Skip site navigation (1) Skip section navigation (2)

Re: bitmap heap scan way cheaper than seq scan on the same amount of tuples (fts-search).

From: Jesper Krogh <jesper(at)krogh(dot)cc>
To: Craig Ringer <craig(at)postnewspapers(dot)com(dot)au>
Cc: pgsql-performance(at)postgresql(dot)org
Subject: Re: bitmap heap scan way cheaper than seq scan on the same amount of tuples (fts-search).
Date: 2009-10-27 05:44:35
Message-ID: 4AE688C3.2080207@krogh.cc (view raw or flat)
Thread:
Lists: pgsql-performance
Craig Ringer wrote:
> On Tue, 2009-10-27 at 06:08 +0100, Jesper Krogh wrote:
> 
>>> You should probably re-generate your random value for each call rather
>>> than store it. Currently, every document with commonterm20 is guaranteed
>>> to also have commonterm40, commonterm60, etc, which probably isn't very
>>> realistic, and also makes doc size correlate with word rarity.
>> I had that in the first version, but I wanted to have the gaurantee that
>> a commonterm60 was indeed a subset of commonterm80, so that why its
>> sturctured like that. I know its not realistic, but it gives measureable
>> results since I know my queries will hit the same tuples.
>>
>> I fail to see how this should have any direct effect on query time?
> 
> Probably not, in truth, but with the statistics-based planner I'm
> occasionally surprised by what can happen.
> 
>>> In this sort of test it's often a good idea to TRUNCATE the table before
>>> populating it with a newly generated data set. That helps avoid any
>>> residual effects from table bloat etc from lingering between test runs.
>> As you could see in the scripts, the table is dropped just before its
>> recreated and filled with data.
>>
>> Did you try to re-run the test?

Data for this task
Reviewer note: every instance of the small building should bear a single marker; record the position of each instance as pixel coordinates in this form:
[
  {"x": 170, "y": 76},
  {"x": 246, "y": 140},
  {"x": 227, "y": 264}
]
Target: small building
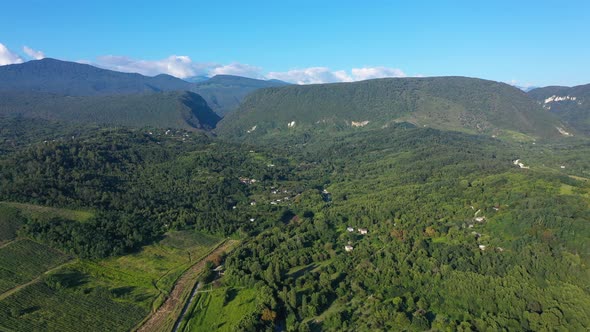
[{"x": 220, "y": 270}]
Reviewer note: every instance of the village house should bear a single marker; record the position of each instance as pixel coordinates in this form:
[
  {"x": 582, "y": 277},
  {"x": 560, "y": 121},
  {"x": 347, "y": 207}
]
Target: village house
[{"x": 219, "y": 270}]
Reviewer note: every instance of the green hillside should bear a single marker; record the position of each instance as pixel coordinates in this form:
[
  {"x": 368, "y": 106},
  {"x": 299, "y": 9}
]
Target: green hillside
[
  {"x": 571, "y": 105},
  {"x": 76, "y": 79},
  {"x": 225, "y": 92},
  {"x": 449, "y": 103},
  {"x": 163, "y": 109}
]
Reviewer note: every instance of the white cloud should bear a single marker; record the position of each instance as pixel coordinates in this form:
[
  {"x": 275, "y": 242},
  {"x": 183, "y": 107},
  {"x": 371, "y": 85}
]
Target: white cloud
[
  {"x": 7, "y": 57},
  {"x": 37, "y": 55},
  {"x": 313, "y": 75},
  {"x": 367, "y": 73},
  {"x": 237, "y": 69},
  {"x": 180, "y": 66},
  {"x": 316, "y": 75},
  {"x": 175, "y": 65},
  {"x": 524, "y": 86},
  {"x": 184, "y": 67}
]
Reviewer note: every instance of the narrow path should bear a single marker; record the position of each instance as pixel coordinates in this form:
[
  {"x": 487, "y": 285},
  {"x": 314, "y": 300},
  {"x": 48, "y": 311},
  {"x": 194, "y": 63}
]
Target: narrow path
[
  {"x": 37, "y": 279},
  {"x": 186, "y": 306},
  {"x": 172, "y": 306}
]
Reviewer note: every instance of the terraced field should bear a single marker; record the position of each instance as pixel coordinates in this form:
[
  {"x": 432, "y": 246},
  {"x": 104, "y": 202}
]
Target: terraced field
[
  {"x": 113, "y": 294},
  {"x": 24, "y": 260}
]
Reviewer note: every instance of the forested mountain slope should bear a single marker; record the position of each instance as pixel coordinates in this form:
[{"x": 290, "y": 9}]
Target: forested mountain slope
[
  {"x": 76, "y": 79},
  {"x": 162, "y": 109},
  {"x": 223, "y": 92},
  {"x": 449, "y": 103},
  {"x": 571, "y": 105}
]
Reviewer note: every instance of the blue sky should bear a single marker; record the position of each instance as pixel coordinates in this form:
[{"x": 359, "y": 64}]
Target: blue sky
[{"x": 525, "y": 42}]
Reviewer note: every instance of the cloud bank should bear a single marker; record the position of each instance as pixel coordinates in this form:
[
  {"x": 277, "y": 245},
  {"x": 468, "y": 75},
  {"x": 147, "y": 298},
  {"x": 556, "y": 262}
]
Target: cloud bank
[
  {"x": 7, "y": 57},
  {"x": 37, "y": 55},
  {"x": 183, "y": 66}
]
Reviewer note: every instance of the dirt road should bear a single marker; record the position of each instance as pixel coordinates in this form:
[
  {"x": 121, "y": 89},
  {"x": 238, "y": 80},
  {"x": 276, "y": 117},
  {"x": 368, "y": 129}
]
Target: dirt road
[{"x": 165, "y": 317}]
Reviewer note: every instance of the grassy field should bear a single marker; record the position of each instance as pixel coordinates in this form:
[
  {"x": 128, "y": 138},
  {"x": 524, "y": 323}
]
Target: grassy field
[
  {"x": 151, "y": 272},
  {"x": 23, "y": 260},
  {"x": 104, "y": 295},
  {"x": 46, "y": 212},
  {"x": 40, "y": 307},
  {"x": 10, "y": 222},
  {"x": 209, "y": 313}
]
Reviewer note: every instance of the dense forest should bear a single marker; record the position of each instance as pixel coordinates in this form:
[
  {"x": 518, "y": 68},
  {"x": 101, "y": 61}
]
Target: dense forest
[{"x": 398, "y": 228}]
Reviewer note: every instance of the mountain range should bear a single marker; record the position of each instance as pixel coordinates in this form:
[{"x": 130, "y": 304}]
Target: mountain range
[
  {"x": 223, "y": 93},
  {"x": 68, "y": 91},
  {"x": 571, "y": 104},
  {"x": 171, "y": 109},
  {"x": 448, "y": 103}
]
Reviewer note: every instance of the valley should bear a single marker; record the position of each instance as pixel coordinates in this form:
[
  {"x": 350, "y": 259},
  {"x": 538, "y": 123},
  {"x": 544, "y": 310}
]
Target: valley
[{"x": 412, "y": 204}]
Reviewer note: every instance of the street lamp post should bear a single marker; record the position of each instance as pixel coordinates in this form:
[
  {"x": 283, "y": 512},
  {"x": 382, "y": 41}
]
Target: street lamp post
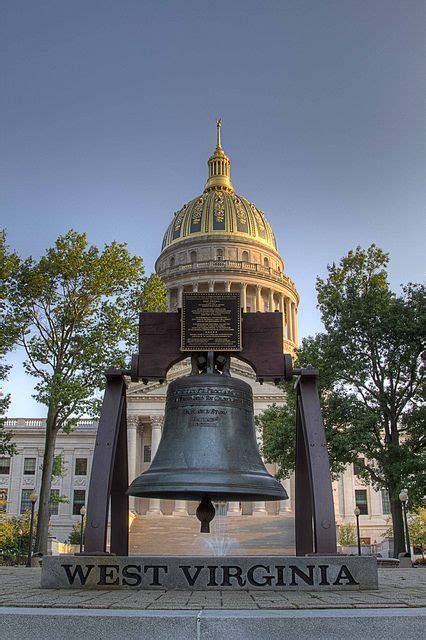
[
  {"x": 357, "y": 513},
  {"x": 82, "y": 513},
  {"x": 33, "y": 500},
  {"x": 403, "y": 496},
  {"x": 20, "y": 533}
]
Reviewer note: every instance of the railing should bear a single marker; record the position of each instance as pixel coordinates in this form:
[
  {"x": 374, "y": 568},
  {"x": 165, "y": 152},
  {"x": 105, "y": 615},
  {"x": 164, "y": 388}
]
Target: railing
[
  {"x": 40, "y": 423},
  {"x": 237, "y": 265}
]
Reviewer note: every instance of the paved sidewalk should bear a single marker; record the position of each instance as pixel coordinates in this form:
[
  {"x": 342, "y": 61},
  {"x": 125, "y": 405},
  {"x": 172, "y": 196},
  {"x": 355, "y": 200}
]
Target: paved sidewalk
[{"x": 398, "y": 588}]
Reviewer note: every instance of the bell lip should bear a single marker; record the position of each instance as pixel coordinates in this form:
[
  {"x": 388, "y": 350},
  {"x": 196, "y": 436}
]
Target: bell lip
[{"x": 227, "y": 493}]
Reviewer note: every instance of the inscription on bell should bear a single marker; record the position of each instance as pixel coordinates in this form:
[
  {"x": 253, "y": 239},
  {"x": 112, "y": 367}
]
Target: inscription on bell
[{"x": 211, "y": 321}]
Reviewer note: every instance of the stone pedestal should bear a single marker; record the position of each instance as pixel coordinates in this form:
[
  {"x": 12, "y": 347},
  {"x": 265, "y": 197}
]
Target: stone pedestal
[
  {"x": 180, "y": 508},
  {"x": 235, "y": 573},
  {"x": 233, "y": 509},
  {"x": 259, "y": 509}
]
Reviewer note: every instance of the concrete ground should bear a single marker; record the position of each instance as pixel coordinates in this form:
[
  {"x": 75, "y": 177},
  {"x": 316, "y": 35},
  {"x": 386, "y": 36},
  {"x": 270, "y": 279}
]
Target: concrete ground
[{"x": 98, "y": 624}]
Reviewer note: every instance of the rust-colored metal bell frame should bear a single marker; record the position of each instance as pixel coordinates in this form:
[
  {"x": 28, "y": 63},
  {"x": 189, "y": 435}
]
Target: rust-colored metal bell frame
[{"x": 208, "y": 450}]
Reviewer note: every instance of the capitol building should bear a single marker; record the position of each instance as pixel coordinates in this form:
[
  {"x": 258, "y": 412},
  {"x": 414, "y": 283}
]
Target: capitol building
[{"x": 218, "y": 241}]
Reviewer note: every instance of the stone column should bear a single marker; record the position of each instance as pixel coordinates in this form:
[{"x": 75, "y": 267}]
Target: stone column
[
  {"x": 287, "y": 319},
  {"x": 271, "y": 300},
  {"x": 233, "y": 509},
  {"x": 258, "y": 296},
  {"x": 296, "y": 327},
  {"x": 293, "y": 333},
  {"x": 285, "y": 505},
  {"x": 244, "y": 296},
  {"x": 259, "y": 508},
  {"x": 157, "y": 425},
  {"x": 132, "y": 435}
]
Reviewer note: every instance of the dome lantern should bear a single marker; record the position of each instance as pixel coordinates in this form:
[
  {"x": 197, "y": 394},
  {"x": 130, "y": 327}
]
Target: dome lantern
[{"x": 219, "y": 166}]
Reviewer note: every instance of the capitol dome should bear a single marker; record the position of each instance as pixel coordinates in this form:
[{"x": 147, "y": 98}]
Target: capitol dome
[
  {"x": 221, "y": 241},
  {"x": 219, "y": 210},
  {"x": 220, "y": 213}
]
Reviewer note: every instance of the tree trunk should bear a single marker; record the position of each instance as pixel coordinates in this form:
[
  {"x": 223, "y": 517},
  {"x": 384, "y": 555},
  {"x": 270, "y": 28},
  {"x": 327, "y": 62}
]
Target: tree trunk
[
  {"x": 397, "y": 525},
  {"x": 46, "y": 482}
]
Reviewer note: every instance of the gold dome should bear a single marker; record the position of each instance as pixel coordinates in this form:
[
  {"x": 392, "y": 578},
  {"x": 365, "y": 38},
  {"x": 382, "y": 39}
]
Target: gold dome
[{"x": 219, "y": 210}]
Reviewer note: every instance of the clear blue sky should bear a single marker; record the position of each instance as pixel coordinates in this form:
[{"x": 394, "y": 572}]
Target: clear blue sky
[{"x": 107, "y": 118}]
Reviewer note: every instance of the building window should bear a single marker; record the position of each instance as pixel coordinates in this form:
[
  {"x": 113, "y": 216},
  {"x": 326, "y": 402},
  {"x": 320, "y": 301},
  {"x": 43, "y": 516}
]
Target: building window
[
  {"x": 54, "y": 502},
  {"x": 80, "y": 467},
  {"x": 4, "y": 466},
  {"x": 29, "y": 466},
  {"x": 147, "y": 453},
  {"x": 25, "y": 500},
  {"x": 78, "y": 501},
  {"x": 385, "y": 503},
  {"x": 3, "y": 499},
  {"x": 361, "y": 501},
  {"x": 359, "y": 466}
]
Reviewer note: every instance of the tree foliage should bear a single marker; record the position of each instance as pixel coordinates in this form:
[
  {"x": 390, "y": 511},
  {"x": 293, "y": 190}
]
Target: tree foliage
[
  {"x": 78, "y": 307},
  {"x": 346, "y": 535},
  {"x": 371, "y": 362},
  {"x": 9, "y": 331}
]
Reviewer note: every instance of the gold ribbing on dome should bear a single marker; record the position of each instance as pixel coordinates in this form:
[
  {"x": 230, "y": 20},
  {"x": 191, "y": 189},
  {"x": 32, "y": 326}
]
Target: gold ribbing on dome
[{"x": 219, "y": 166}]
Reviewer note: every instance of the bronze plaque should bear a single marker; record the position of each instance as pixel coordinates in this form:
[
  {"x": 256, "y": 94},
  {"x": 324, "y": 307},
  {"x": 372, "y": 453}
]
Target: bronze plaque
[{"x": 211, "y": 322}]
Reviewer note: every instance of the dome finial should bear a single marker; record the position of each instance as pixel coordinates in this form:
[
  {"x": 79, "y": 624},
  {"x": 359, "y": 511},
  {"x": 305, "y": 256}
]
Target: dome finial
[
  {"x": 219, "y": 166},
  {"x": 218, "y": 125}
]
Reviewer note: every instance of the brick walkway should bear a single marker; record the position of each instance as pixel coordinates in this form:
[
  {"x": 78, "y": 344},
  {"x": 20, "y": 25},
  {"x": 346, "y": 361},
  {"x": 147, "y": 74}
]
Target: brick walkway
[{"x": 19, "y": 587}]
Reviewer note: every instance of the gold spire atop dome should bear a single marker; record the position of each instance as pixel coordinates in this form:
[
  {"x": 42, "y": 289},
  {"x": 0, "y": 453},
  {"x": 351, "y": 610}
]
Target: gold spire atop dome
[
  {"x": 218, "y": 125},
  {"x": 219, "y": 166}
]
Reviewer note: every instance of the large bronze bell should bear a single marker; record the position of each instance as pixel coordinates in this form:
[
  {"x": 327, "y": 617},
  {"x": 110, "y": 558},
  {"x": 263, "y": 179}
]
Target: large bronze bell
[{"x": 208, "y": 450}]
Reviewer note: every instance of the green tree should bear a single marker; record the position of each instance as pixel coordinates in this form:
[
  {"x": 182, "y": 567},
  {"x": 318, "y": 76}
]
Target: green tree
[
  {"x": 346, "y": 535},
  {"x": 417, "y": 528},
  {"x": 75, "y": 535},
  {"x": 79, "y": 307},
  {"x": 371, "y": 380},
  {"x": 9, "y": 332}
]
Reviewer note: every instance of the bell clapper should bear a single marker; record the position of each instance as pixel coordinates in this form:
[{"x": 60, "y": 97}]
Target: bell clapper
[{"x": 205, "y": 514}]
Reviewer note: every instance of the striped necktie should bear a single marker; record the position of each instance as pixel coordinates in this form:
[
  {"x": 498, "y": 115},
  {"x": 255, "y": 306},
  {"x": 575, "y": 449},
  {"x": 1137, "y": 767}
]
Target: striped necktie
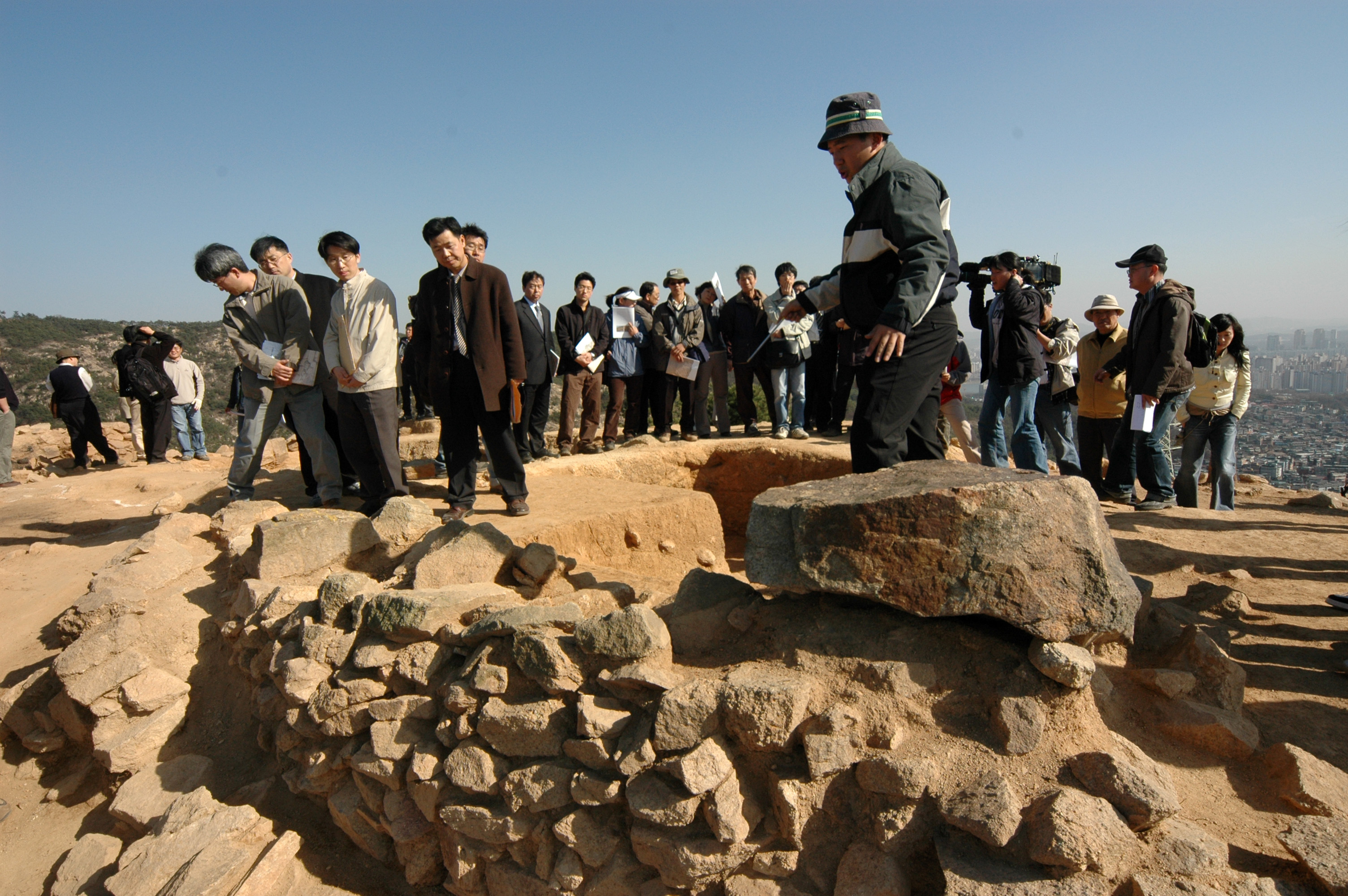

Problems to work on
a - Please pull out every line of the records that contains the string "hillside". Case counts.
b - Carry on the mailing-list reply about bitmap heap scan versus seq scan costs, starting after its last line.

Answers by task
a -
Reviewer note: every instance of the green hillside should bear a single marker; record the position of each instance as pixel coordinates in this form:
Target: green hillside

b -
> 
> No, I didn't. I thought it worth checking if bloat might be the result
> first, though I should've read the scripts to confirm you weren't
> already handling that possibility.
> 
> Anyway, I've done a run to generate your data set and run a test. After
> executing the test statement twice (once with and once without
> enable_seqscan) to make sure all data is in cache and not being read
> from disk, when I run the tests here are my results:
> 
> 
> test=> set enable_seqscan=on;
> SET
> test=> explain analyze select id from ftstest where body_fts @@
> to_tsquery('commonterm80');

Here you should search for "commonterm" not "commonterm80", commonterm
will go into a seq-scan. You're not testing the same thing as I did.

> Any chance your disk cache was cold on the first test run, so Pg was
> having to read the table from disk during the seqscan, and could just
> use shared_buffers when you repeated the test for the index scan?

they were run repeatedly.

In response to

Responses

pgsql-performance by date

Next:From: Craig RingerDate: 2009-10-27 06:14:37
Subject: Re: bitmap heap scan way cheaper than seq scan on the same amount of tuples (fts-search).
Previous:From: Craig RingerDate: 2009-10-27 05:33:54
Subject: Re: bitmap heap scan way cheaper than seq scan on the same amount of tuples (fts-search).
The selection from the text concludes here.